[BEGIN Recorded data]
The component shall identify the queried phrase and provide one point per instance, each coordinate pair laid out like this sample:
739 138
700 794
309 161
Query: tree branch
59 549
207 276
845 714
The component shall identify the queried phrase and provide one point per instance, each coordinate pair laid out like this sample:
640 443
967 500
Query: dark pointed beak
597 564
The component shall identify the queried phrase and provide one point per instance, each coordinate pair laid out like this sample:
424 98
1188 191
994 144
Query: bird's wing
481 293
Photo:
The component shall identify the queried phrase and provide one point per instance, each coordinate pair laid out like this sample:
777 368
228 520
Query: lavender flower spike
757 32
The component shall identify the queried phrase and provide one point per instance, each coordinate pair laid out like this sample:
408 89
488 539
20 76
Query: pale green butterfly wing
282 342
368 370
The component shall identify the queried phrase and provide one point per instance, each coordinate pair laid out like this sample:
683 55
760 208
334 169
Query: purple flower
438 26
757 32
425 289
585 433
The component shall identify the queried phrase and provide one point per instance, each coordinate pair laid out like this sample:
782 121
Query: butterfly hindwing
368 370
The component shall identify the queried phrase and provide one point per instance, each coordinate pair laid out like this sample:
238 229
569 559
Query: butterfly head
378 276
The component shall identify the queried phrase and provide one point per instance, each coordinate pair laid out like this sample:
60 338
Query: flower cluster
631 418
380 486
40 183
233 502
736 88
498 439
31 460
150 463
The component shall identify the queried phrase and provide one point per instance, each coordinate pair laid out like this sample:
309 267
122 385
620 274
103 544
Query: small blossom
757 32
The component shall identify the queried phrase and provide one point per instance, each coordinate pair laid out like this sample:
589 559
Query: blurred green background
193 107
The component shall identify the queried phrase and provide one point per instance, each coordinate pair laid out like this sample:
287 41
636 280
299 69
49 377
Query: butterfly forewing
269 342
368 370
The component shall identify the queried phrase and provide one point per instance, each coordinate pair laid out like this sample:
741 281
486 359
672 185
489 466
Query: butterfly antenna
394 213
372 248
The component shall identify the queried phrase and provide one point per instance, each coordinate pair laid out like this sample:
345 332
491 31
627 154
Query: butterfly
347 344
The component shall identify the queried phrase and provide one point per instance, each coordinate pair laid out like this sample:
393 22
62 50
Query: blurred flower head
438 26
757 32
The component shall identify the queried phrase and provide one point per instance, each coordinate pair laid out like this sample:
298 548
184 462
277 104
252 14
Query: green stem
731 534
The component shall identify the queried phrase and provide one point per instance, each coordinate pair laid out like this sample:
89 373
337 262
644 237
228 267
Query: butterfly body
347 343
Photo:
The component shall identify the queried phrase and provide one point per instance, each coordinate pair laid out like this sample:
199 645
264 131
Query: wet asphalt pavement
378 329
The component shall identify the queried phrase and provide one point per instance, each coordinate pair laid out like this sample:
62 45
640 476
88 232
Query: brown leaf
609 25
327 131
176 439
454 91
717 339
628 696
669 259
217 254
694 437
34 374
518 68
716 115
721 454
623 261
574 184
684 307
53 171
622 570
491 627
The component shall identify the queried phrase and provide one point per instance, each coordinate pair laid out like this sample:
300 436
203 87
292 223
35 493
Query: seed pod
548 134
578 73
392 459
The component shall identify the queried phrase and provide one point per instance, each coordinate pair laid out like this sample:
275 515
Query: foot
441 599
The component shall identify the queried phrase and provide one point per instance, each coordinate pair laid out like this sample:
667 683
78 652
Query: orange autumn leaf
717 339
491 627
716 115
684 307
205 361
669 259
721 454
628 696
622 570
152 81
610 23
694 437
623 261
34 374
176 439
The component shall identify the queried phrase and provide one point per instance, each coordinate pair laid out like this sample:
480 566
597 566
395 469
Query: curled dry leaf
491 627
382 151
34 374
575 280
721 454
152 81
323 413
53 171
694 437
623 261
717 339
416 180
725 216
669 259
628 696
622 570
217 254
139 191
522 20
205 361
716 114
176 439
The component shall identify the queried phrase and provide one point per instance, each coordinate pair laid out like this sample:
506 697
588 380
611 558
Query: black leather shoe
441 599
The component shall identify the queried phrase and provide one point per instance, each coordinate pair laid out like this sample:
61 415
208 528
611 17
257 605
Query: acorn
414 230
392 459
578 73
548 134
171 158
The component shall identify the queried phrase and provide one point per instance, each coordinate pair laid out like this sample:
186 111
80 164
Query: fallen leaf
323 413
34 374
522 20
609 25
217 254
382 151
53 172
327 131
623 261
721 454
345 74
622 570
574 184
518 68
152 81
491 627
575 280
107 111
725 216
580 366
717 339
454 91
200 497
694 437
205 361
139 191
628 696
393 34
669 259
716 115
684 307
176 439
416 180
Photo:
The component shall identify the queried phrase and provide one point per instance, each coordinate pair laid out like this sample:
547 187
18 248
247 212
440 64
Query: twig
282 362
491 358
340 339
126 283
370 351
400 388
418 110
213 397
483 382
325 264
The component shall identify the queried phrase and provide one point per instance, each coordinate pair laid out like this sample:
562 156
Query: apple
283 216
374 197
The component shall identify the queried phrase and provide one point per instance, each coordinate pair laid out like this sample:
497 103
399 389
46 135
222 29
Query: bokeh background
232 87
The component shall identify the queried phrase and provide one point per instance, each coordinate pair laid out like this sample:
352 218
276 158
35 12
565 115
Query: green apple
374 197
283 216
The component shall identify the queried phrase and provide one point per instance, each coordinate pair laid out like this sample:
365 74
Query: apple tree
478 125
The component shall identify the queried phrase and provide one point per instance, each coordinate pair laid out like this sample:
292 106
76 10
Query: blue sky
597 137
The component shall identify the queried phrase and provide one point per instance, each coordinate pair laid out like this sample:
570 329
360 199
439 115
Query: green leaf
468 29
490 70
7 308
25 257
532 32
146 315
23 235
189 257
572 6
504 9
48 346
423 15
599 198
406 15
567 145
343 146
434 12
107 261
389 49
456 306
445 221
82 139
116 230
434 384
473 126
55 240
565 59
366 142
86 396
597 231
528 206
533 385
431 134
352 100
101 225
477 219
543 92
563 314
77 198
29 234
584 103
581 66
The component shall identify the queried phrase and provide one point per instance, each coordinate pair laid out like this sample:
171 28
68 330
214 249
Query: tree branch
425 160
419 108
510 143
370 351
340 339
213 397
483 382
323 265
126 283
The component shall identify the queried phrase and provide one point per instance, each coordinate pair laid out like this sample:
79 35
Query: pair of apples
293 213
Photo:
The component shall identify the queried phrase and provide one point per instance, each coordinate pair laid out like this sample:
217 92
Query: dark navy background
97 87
[END Recorded data]
> _What to do_
List every line in the entries above that contains the word "butterfly".

> _Completed task_
Query: pale green butterfly wing
Query: butterfly hindwing
Query: butterfly head
Query: butterfly forewing
Query: butterfly antenna
Query: butterfly
Query: butterfly body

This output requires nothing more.